━━━ Supplied records ━━━

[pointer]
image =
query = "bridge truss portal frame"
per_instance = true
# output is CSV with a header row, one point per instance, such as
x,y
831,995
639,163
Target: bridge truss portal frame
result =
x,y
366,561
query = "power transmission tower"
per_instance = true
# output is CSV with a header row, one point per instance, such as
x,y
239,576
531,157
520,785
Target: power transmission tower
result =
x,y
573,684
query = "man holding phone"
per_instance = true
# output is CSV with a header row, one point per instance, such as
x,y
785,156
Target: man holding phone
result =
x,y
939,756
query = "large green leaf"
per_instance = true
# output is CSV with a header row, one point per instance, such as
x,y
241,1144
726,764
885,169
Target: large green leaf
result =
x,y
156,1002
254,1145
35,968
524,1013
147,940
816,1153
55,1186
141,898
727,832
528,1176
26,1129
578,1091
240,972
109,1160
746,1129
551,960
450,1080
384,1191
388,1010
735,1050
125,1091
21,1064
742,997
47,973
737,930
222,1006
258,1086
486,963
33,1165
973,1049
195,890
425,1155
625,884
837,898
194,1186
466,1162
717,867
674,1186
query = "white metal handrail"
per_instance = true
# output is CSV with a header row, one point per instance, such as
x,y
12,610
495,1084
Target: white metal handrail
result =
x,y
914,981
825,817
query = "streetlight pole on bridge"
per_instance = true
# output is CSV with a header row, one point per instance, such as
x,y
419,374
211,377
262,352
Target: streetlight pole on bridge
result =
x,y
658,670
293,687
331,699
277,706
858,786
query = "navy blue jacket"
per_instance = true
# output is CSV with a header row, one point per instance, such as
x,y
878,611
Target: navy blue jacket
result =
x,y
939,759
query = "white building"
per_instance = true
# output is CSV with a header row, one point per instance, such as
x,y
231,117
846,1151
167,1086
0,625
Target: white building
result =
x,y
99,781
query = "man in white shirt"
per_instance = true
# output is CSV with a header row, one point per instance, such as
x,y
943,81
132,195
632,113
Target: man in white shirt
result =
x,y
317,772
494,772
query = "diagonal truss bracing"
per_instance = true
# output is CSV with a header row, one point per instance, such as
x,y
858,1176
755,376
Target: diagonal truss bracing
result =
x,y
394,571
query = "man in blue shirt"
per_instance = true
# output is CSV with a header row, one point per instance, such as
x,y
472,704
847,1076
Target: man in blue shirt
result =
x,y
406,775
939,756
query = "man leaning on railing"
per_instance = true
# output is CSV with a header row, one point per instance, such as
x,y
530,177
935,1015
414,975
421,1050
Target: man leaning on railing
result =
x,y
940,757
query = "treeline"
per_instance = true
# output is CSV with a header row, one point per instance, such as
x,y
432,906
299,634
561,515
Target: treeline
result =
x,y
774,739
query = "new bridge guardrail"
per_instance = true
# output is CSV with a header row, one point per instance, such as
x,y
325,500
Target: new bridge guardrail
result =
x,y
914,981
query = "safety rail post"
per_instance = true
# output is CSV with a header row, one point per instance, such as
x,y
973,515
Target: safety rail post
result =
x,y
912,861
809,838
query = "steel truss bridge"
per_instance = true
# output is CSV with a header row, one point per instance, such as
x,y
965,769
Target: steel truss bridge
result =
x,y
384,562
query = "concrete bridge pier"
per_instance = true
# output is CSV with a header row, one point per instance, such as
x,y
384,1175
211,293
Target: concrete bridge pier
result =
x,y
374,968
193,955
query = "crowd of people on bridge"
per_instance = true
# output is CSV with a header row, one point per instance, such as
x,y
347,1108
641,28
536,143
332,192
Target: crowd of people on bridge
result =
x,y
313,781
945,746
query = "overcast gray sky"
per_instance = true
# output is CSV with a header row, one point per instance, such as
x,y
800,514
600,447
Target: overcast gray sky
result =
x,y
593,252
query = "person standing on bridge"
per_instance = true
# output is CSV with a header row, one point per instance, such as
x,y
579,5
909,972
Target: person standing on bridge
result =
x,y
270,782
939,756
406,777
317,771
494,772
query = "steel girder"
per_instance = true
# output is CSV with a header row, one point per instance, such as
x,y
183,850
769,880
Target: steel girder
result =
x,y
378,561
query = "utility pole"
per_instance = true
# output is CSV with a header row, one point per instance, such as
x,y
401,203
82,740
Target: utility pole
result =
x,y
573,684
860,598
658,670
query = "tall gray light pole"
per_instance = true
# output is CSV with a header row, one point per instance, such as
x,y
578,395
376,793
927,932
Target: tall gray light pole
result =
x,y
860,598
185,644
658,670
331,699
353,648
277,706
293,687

━━━

Your assignment
Every line of the data above should be output exactly as written.

Your solution
[pointer]
image =
query = "bridge truss portal frame"
per_instance = true
# output is CSV with a header row, one point per instance, such as
x,y
831,995
639,163
Target: bridge truss portal frame
result =
x,y
366,561
query = "power transmission tower"
per_instance = true
# output is CSV with a header row, one point per instance, such as
x,y
239,576
531,157
520,785
Target: power transmission tower
result =
x,y
573,684
query = "man holding phone"
per_instance = true
# output is CSV with a header row, one point per instance, such as
x,y
785,156
Target: man holding phone
result =
x,y
939,756
query = "large green leaf"
per_instance = true
# output is CSV with a header row, one point per instance, such as
x,y
241,1144
726,764
885,169
Target: large green leaf
result =
x,y
156,1002
254,1145
35,968
524,1013
147,940
816,1153
55,1186
141,898
727,832
528,1176
26,1129
578,1091
240,972
109,1160
746,1129
551,960
450,1080
384,1191
388,1010
735,1050
125,1091
21,1064
742,997
47,973
737,930
222,1006
258,1086
486,963
33,1165
973,1049
195,890
425,1155
625,884
837,898
194,1186
466,1162
717,867
674,1186
query = "white metal handrail"
per_instance = true
# output is CSV with a header row, one point per instance, such as
x,y
12,610
495,1084
Target: white metal handrail
result =
x,y
914,981
825,817
query = "streetlight pole on bridge"
per_instance = true
# output is CSV with a header row, one point per instance, such as
x,y
419,374
211,377
262,352
Target: streetlight pole on bridge
result =
x,y
658,670
293,687
331,699
277,706
858,786
query = "navy blue jacket"
per_instance = true
# output is CSV with a header row, one point per instance, such as
x,y
878,611
Target: navy blue jacket
result =
x,y
939,759
query = "white building"
per_instance = true
# output is CSV with a header row, one point per instance, such as
x,y
231,117
846,1151
167,1086
0,625
Target: white building
result =
x,y
99,781
query = "man in white shirt"
per_instance = true
# output is CSV with a header row, one point per instance, such as
x,y
943,81
132,195
632,113
Target: man in white shirt
result =
x,y
317,772
494,772
query = "diagonal truss bracing"
per_instance = true
# output is CSV with a header row, one point per instance, such as
x,y
858,1176
755,376
Target: diagonal truss bracing
result =
x,y
394,571
query = "man in blue shirt"
per_instance = true
# output is CSV with a header row, one point per instance, such as
x,y
472,704
847,1076
Target: man in blue shirt
result =
x,y
406,775
939,756
query = "man leaning on railing"
per_instance = true
# output is CSV with a header row, one point per instance, such as
x,y
530,177
935,1015
414,975
421,1050
Target: man leaning on railing
result =
x,y
940,757
query = "treeline"
per_instance = true
# output is CSV with a header row, one point per instance, such as
x,y
432,906
299,634
561,515
Target: treeline
result =
x,y
774,739
query = "new bridge guardrail"
per_instance = true
# output is CSV with a header row, one point per instance, such as
x,y
325,500
Target: new bridge guardrail
result =
x,y
914,981
query = "safety rail post"
per_instance = true
# output is CSV with a header row, one point per instance, such as
x,y
973,515
Target: safety rail post
result =
x,y
912,861
809,838
query = "steel truss bridge"
per_instance = true
# output is CSV with a header row, one point per instance, such as
x,y
965,769
Target: steel truss bridge
result =
x,y
384,562
query = "concrete bridge pier"
per_instance = true
# output is CSV with a header row, one point per instance, such as
x,y
384,1175
211,293
Target: concrete bridge pier
result =
x,y
374,968
193,955
query = "crowd of people on bridge"
per_instance = true
# output is CSV with a header row, one point per instance, such as
x,y
347,1108
641,28
536,143
332,192
Target: crowd of people on bridge
result =
x,y
313,781
945,746
query = "overcast gray sky"
per_instance = true
# output is CSV with a header row, one point per instance, such as
x,y
800,514
600,447
Target: overcast gray sky
result =
x,y
593,252
query = "person standing on bridge"
per_instance = true
# output is CSV with a header row, one point per instance, such as
x,y
579,5
909,972
Target: person standing on bridge
result =
x,y
270,782
939,756
406,777
317,771
494,772
query = "steel girder"
per_instance = true
# output is CSV with a header row, one point per instance, such as
x,y
183,850
769,880
Target: steel girder
result =
x,y
378,561
query = "utility pole"
per_instance = true
# output is CSV with a header row, one point per instance, such as
x,y
401,203
82,740
Target: utility pole
result =
x,y
573,684
860,598
658,670
query = "tall gray light pole"
per_instance = true
# output is CSV with a header row, one point per instance, such as
x,y
578,395
376,793
927,932
Target: tall gray light pole
result =
x,y
860,598
185,644
658,670
331,699
353,648
277,706
293,687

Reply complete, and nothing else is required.